Verbatim output of the lines below is required, with the images omitted.

* Given records:
========================================
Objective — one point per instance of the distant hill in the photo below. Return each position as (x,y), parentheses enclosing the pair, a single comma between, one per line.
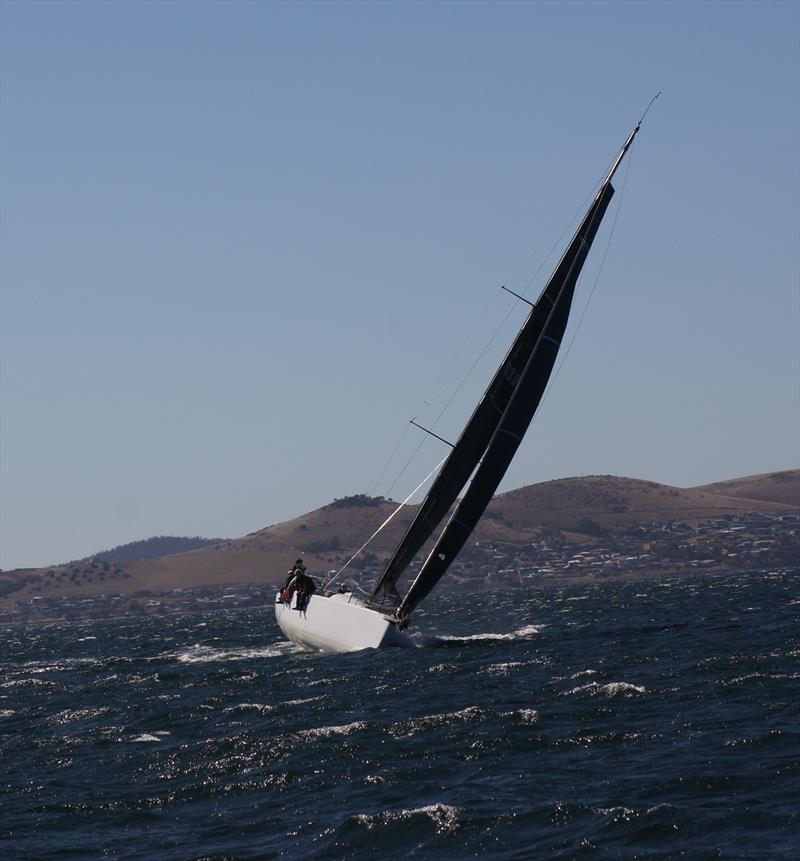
(151,548)
(328,536)
(782,487)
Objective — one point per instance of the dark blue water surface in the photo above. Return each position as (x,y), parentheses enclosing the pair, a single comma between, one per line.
(654,720)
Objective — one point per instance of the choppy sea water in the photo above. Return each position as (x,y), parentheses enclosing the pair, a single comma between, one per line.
(656,720)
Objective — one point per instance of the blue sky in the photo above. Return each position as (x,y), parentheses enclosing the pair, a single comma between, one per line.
(243,243)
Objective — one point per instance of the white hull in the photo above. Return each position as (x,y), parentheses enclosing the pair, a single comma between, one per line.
(337,623)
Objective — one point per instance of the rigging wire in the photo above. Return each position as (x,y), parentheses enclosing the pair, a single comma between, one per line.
(485,349)
(483,352)
(384,524)
(596,280)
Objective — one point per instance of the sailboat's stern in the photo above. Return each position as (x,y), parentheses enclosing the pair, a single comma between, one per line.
(337,623)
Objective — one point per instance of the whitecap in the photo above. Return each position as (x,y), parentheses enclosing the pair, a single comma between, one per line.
(208,654)
(527,715)
(520,634)
(71,715)
(443,816)
(612,689)
(583,673)
(414,725)
(326,731)
(503,669)
(261,708)
(303,701)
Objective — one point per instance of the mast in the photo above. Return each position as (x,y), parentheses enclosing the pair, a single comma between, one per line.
(501,427)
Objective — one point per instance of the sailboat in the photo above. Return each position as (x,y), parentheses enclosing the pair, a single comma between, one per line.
(478,461)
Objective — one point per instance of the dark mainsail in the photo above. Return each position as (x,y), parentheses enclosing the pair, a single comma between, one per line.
(551,312)
(495,429)
(484,421)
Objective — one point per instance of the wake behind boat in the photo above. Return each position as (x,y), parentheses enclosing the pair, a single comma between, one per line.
(342,622)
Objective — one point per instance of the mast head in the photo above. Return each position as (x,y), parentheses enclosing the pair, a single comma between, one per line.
(629,141)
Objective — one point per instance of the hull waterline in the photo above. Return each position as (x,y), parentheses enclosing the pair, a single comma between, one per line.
(337,623)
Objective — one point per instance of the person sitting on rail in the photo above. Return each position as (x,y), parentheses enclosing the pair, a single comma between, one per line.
(305,588)
(288,588)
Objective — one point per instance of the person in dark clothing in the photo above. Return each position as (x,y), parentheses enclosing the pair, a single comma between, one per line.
(305,588)
(287,590)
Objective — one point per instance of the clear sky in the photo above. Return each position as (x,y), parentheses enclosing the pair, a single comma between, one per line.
(244,243)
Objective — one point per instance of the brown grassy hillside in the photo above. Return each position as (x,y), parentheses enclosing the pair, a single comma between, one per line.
(326,537)
(782,487)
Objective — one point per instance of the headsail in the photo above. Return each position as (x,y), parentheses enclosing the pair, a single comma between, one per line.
(467,451)
(495,430)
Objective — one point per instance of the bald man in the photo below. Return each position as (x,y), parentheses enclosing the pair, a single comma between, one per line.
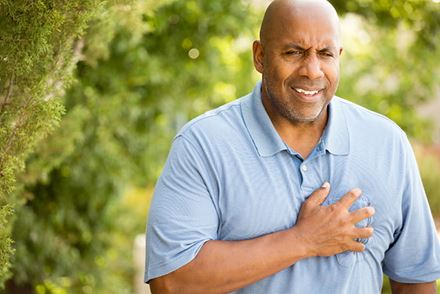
(291,189)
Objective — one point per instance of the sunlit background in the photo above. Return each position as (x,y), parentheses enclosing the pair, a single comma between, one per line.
(147,67)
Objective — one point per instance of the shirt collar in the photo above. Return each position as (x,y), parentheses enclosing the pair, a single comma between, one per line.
(267,140)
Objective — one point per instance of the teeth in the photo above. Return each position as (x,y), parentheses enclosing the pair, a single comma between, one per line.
(306,92)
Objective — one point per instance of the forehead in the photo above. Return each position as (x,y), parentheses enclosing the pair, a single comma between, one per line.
(306,27)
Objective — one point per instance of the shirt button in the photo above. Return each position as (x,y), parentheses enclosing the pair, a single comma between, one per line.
(304,167)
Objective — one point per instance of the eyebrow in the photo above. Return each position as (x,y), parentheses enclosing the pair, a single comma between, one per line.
(299,47)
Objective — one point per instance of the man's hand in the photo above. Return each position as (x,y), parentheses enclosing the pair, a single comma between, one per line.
(329,230)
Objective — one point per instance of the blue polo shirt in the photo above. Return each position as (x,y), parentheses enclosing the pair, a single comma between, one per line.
(229,176)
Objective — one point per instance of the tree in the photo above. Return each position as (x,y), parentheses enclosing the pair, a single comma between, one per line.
(390,64)
(172,61)
(37,54)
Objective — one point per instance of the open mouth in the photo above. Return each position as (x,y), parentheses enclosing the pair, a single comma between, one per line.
(307,92)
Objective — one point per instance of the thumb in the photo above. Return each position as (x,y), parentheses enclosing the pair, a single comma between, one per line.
(319,195)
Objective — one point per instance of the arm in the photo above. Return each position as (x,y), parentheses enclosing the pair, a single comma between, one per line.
(224,266)
(422,288)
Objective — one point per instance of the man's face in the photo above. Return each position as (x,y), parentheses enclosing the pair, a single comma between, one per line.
(300,65)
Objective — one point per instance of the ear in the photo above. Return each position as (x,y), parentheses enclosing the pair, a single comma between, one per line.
(258,53)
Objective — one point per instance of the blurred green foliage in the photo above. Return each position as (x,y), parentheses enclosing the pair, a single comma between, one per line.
(169,62)
(145,69)
(37,57)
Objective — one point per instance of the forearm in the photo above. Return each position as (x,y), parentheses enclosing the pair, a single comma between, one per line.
(225,266)
(421,288)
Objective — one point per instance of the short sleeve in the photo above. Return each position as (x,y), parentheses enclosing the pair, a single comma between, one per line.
(414,256)
(182,215)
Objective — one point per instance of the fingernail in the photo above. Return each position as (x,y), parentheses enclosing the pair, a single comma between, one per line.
(326,185)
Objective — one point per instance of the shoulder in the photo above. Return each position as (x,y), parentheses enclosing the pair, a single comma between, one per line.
(359,118)
(226,119)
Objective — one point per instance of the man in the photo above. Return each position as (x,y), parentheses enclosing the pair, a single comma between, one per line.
(291,189)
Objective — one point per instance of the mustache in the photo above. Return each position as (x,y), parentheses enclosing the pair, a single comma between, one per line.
(306,83)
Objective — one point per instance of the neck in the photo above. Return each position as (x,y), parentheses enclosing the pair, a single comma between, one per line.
(300,136)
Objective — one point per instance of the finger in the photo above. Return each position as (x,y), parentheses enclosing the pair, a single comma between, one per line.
(361,214)
(319,195)
(356,246)
(348,199)
(362,233)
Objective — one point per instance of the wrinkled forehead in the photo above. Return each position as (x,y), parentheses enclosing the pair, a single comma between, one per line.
(304,23)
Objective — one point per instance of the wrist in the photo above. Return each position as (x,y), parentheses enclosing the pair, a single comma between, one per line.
(305,246)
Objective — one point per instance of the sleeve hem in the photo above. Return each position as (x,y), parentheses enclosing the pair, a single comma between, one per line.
(164,268)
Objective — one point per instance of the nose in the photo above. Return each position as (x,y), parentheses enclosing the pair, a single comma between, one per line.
(311,67)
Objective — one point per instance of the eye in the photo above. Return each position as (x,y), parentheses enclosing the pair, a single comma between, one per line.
(326,54)
(294,52)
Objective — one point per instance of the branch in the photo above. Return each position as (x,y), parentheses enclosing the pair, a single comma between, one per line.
(8,93)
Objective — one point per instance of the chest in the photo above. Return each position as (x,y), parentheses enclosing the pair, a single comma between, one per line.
(268,197)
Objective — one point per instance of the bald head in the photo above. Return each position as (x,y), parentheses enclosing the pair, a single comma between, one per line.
(280,11)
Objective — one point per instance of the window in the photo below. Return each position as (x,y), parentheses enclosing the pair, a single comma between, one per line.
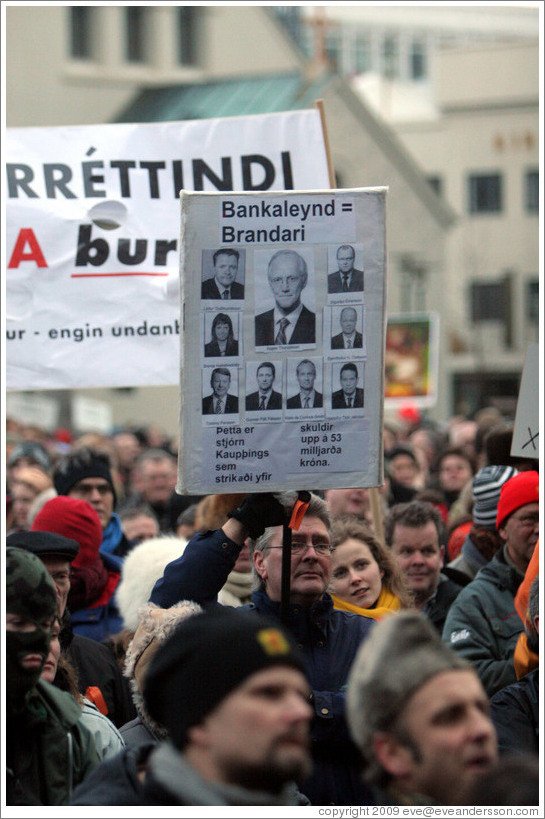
========================================
* Response to this exercise:
Objective — one point per instance of the distant hill in the photo below. Return each position as (x,y), parentheses enclosing the pair, a single comma between, one per line.
(151,548)
(328,536)
(782,487)
Objective — one point per instance of the dark blue water surface in the photo above. Return each position as (x,y), parentheses enclosing the pair, a single comma between, one per line.
(654,720)
Objective — one point per instance of the choppy sea water in the photo above. Return each position as (x,y), parentheses enclosing the pair, a single comma between, one per line.
(656,720)
Objective — one point per instance of the blue sky in the photo above. Return each position as (x,y), parentheses enclosing the pair, a single comma between, one per line.
(243,243)
Objective — one point per instance of the white hull in the photo above. Return each position as (x,y), parentheses enclosing the pair, a single comma between, one per line.
(337,623)
Objective — one point per instance of the rigging wire in the photo above. Return each position as (x,y), parentheses enclosing the pair, a single comma between, one per line.
(485,349)
(483,352)
(384,524)
(596,280)
Objective — one point per instance of the sailboat's stern in the photo above. Return each position as (x,y), parentheses enclosing the pair, a single comma between, one per line.
(337,623)
Objective — one point per instance of the whitecap in the photo above. Return each position as (x,y), parentheses enclosing the pair, a single comma between, one per line.
(208,654)
(527,715)
(520,634)
(71,715)
(443,816)
(612,689)
(583,673)
(414,725)
(326,731)
(503,669)
(261,708)
(303,701)
Objective — one point per instance of the mast in the photo above. Return each position as (x,y), parentheses enclosing the pair, a single comma between, one per line.
(501,427)
Objective — one point per instance of the sailboat in the photo above. Return each position as (x,y), parentheses enclosing the pair, a single comma between, one per line.
(478,461)
Objective — one point per instance of the dark mainsail in the photo above. Return each position as (x,y), parentheses enclosing the pair, a single comma between, one per line.
(551,312)
(495,429)
(484,421)
Objective — one point per instance of the wake behind boat in the photo above. Return each position as (x,y), parentheses enclosing the pair, a single comma between, one per line.
(342,622)
Objective — one point per instance of the mast head in the photo above. Return each position as (x,y), parentheses enclosing the pair, a single comma between, one per line.
(629,141)
Objective — one point per instance of the hull waterline in the photo above. Return each position as (x,y), parentheses enclosing the pair, a single comma between, one per line.
(337,623)
Objective — one point per instance of the person sitting on rail in the photo above. Return each position as (x,y), parentheses enclosing the pair, a single comma between, one per line.
(305,588)
(288,588)
Objective — one point per instance of the person in dark clothing in the photo above. Return each position as (x,y), parentheses enclosing the pair, a single comma between, one per line.
(305,588)
(287,590)
Objective — one point per instance of the clear sky in the photo above. Return each position as (x,y), parentheses enclosing the pair, a single comma between, one per line.
(244,243)
Objective — one point per instance of the brown grassy hillside in the photo above. Return each position as (x,y), parentheses enclosing the pair, a single comma between, one per line.
(326,537)
(782,487)
Objective — one point per instance of the headsail in the photo above. Return each position as (x,y), parentheses enclosing the pair, a single comma between, one per line.
(467,451)
(495,430)
Objective — one point per instance of the bald man in the photo below. Return each position as (x,y), parentheses enclosing the pair, a single comma between, one per line.
(291,189)
Objective — one point per instance of the sunlit background in the photo above. Return each position as (x,y), parentheses enclosing the pair, a single comma between, one per line.
(147,67)
Objective — one point per instance of the shirt collar in the photo above. Return each position as (x,y), parentheses enclosing the pair, a single comma between, one per line.
(267,140)
Objective — one point per instance of the teeth in the photo above. Return each position as (x,y), parentheses enclosing the pair, a single comma between, one per line.
(306,92)
Objective — one point per instance of the forehead in the photo above. Return each position as (x,y), parentheses enclosing the pair, a single comma between, one per line.
(306,27)
Objective — one point per instance of the shirt button in the photo above. Return each position as (x,y), parentheses enclosing the pair, a single comma between, one per line.
(304,167)
Objective — one point per instance of the eyebrow in the photo above. Return each position as (x,y), parentheses enclosing the pair, a single comma between, one per line.
(299,47)
Objective — one point per instance of the man's hand in the photo above. Return each position as (x,y), parentheses enclosing the pair, a single comma between, one per line.
(329,230)
Objective — one point per instance of the blue polo shirt in the photo above. Return each position as (x,y), parentheses enclosing the pair, a single comma between, one per line.
(229,176)
Objective — one point per instance of the tree in the photo above. Return each position as (x,y), parentheses enclosing the pair, a single comma between, one per line.
(390,64)
(172,61)
(37,54)
Objective — one point per instance of the open mouth in the photo above. Return each position as (x,y), parentheses enclosing the pair, a single comma between, one per line.
(307,92)
Objective — one point per instance of the thumb in the photo above. Return each position as (x,y), parentheses enclosing the pair, a single comma between, one per line.
(319,195)
Objective — one point per instance of the arm in the photo above. Return each position as (x,y), parentheses enclosing the pair, a single comma between, one per line.
(224,266)
(422,288)
Objective — one point per instance of the man's face in the photo above. Return each position as (x,y), parentheses enclosing the pair, a single comma between, one per line.
(300,65)
Objective — one point per instance of the ear in the photo above. Return each position as (x,y), parentheses enclosing the pair, a single comma between, one per line.
(258,53)
Objective — one point per instance of the blurred green foliage in the photo above. Return each position as (x,y), parentheses enclosing the pair, a single comma between, one per line.
(169,62)
(145,69)
(37,57)
Objective — one point per instance of the forearm in the photo above. Return each position as (x,y), parentheses enclosing the pair, a single comma between, one per line.
(225,266)
(421,288)
Objective — one point per instance of the short sleeve in the photo above. Return each position as (x,y), parentheses enclosing the pair, a single comma between, one per line.
(414,256)
(182,215)
Objective — one point per instance of the fingernail in the photo above. Return each position as (x,y), parentheses enclosing the pair, a single comma between, one per line.
(326,185)
Objective — one point per instance of the shoulder in the photo above. Return each position as (x,y), parentheses enclosing the pair, a single comma between, one per line.
(359,118)
(226,119)
Objective — one point per instance of the man in the photo above. Return each position as (x,y), parentheses enclosing the pair, a single comma between, one per line.
(291,189)
Objective — one point per instance of the mustache in the photo above. Return each position as (x,y), parentheses enclosing the pair, a single comma between, one per line.
(306,83)
Objective — one point per instance of the neck in the photo above. Return each position as (x,y), parentheses enclosing the pair, a single comma between, one per line.
(300,136)
Objective — one point per instance of the finger in the photo above. Return each position as (x,y), parentheses enclosing the pair, a single comma between, one per line.
(361,214)
(319,195)
(356,246)
(348,199)
(362,233)
Objective — one point per instance of the wrinkled forehead in the photo above. Return each position as (x,y), parentheses enclosing the pair, a single comma between, one per line.
(304,23)
Objective — one point per instance of the wrist in the photo above. Return each position as (x,y), parentheses enclosing the pair, a single comma between, one per line.
(305,246)
Objective — one point per instance of the sleeve hem in the photo above. Return each position as (x,y), parentheses enclosing the pair, a single comma between, one per line.
(164,268)
Objective — one point per instance of the nose in the photo above. Return each position as (x,y), parentheses enclosing the pair, a single comma between, one per line.
(311,67)
Objective — one point per instance of the eye in the photo above. Return each position as (x,y), parentheses enclosing the pair, a single comma between, one per line.
(326,54)
(294,52)
Objective — one point per instance of the branch in the photo above. Return each position as (x,y), parentheses enclosing the pair, a single comma between, one per line.
(8,93)
Objective — one point per instance of the chest in the photo above. Return each position as (x,y), parentheses enclosing the pair, a single comma between, one per line.
(268,197)
Objective — one point per instance of the bald head in the photo above. Return each position as (x,y), parentheses enclosing the pair, a single comma between, one per line.
(280,11)
Objective — one point per instance of the window in the photo below. Return each position as (x,y), parentheses enclosing the pair, a single comma between, one per line.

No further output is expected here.